Задание - Перепечатайте без изменений отрывок из текста о поэтах-концептуалистах, который открывается словами «Количество произведений Пригова» и завершается словами «другие виды искусств.».

── Фрагмент документа

И хотя не все эти авторы согласились бы принадлежать к одному направлению, а отношения между ними иногда доходили до неприятия и вражды, все они старались преодолеть границы между разными видами искусств и интересовались тем, как работает язык. Ниже подборка из пяти произведений пяти разных поэтов, каждый из которых по своему понимал концептуализм.
Дмитрий Александрович Пригов 1940–2007
Куриный суп, бывает, варишь
А в супе курица лежит
И сердце у тебя дрожит
И ты ей говоришь: Товарищь! —
Тамбовский волк тебе товарищ! —
И губы у нее дрожат
Мне имя есть Анавелах
И жаркий аравийский прах —
Мне товарищ
Дмитрий Александрович Пригов — именно так, с отчеством, он предпочитал подписываться — наверное, самый известный русский концептуалист. Его сочинения лучше всего изданы (собрание сочинений в пяти томах), выставки его художественных работ проходят в ведущих музеях, ему регулярно посвящаются научные конференции, книги и статьи. Действительно, среди русских поэтов второй половины ХХ века это одна из наиболее заметных и противоречивых фигур. Как и авангардисты начала века, Пригов пытался устранить разрыв между литературой, изобразительным искусством и жизнью. Однако если в историческом авангарде это превращало художника в героя, вызывающего на сражение весь остальной мир, то в концептуализме Пригова художник — своего рода аскет, впитывающий и перерабатывающий все сигналы мира и с помощью тяжелого повседневного труда превращающий их в искусство. Такой труд сам Пригов называл промыслом, и уже в этом определении скрыта непременная для него насмешка: все его творчество одновременно и серьезно, и шутливо, и утверждает некую истину, и насмехается над ней.
Количество произведений Пригова огромно: тысячи стихов (он стремился написать больше всех русских поэтов, вместе взятых), несколько романов, эссе, пьесы, рисунки, картины, перформансы. Вернее всего было бы рассматривать их вместе — как Gesamtkunstwerk, произведение искусства, включающее в себя все другие виды искусств.

────
── Исходные данные

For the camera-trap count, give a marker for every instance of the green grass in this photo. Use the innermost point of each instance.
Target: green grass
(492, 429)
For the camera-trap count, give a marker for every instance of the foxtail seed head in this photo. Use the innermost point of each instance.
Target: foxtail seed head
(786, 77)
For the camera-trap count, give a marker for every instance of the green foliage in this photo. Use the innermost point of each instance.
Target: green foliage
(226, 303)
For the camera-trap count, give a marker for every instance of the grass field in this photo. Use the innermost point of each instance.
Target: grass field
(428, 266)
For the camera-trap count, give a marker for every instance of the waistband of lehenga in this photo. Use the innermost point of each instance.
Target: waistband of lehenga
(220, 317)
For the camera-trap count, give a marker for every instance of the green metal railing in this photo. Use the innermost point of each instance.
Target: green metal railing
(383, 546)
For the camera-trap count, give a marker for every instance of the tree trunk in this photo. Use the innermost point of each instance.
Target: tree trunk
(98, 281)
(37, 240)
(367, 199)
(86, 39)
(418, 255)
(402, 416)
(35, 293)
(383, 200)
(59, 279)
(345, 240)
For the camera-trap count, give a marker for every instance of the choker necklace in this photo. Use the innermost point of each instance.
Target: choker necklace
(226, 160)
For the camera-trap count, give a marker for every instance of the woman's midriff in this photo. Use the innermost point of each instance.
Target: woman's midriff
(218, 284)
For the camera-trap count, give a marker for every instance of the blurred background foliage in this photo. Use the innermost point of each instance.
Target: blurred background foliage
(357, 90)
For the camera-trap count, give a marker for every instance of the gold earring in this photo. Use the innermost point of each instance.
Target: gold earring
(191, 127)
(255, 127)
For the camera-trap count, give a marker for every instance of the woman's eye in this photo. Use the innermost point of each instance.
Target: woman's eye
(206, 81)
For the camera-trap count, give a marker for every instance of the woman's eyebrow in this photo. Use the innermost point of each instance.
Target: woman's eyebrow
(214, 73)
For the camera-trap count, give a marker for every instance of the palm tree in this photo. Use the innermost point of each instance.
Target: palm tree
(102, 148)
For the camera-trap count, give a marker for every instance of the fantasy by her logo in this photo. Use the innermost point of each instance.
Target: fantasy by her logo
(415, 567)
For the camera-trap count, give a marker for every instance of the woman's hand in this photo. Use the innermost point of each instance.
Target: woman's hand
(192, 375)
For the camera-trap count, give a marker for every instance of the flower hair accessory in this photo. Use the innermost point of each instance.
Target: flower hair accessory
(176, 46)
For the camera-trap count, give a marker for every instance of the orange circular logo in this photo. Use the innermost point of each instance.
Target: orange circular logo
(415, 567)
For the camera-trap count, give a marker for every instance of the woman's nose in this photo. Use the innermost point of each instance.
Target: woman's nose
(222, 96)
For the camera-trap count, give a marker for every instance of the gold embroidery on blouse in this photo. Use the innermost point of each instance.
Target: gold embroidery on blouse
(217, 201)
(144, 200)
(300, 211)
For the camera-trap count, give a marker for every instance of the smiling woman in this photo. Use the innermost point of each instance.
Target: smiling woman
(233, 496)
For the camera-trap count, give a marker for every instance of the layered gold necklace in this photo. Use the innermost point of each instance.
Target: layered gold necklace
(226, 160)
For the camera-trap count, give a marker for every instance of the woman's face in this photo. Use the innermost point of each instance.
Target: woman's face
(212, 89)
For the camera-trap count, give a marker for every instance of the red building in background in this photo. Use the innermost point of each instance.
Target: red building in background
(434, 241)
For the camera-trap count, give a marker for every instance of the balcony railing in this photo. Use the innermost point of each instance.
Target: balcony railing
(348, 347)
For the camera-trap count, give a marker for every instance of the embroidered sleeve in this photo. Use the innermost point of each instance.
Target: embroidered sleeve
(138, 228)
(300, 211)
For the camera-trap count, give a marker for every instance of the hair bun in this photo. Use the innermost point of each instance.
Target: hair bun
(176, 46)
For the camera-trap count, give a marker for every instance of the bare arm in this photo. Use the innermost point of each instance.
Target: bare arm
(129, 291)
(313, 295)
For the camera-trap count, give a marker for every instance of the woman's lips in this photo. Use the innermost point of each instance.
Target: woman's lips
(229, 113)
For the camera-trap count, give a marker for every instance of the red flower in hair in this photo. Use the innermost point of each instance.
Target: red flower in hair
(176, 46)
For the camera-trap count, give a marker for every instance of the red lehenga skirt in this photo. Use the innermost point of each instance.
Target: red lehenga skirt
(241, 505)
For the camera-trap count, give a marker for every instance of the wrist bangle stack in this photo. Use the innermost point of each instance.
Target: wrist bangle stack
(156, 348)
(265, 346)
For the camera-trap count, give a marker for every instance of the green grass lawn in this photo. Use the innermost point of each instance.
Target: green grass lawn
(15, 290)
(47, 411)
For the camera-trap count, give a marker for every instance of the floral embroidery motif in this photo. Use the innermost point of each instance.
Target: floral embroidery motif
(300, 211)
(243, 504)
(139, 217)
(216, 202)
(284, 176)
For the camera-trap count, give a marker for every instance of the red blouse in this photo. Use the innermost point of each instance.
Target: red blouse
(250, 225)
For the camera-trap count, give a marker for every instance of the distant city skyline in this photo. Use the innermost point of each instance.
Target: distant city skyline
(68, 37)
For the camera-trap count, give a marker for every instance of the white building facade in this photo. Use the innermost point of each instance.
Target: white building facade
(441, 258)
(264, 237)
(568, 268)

────

Письменное решение -
Количество произведений Пригова огромно: тысячи стихов (он стремился написать больше всех русских поэтов, вместе взятых), несколько романов, эссе, пьесы, рисунки, картины, перформансы. Вернее всего было бы рассматривать их вместе — как Gesamtkunstwerk, произведение искусства, включающее в себя все другие виды искусств.